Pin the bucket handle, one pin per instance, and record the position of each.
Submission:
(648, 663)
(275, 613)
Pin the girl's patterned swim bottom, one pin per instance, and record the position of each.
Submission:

• Task prompt
Reproduce each of the entries above verbatim, without changing any wording or punctuation.

• Solution for this task
Pin the bucket handle, one pin per instance, and record the position of each.
Submission:
(648, 663)
(275, 613)
Pin the girl's patterned swim bottom, one pin per instance, and record the position of each.
Submission:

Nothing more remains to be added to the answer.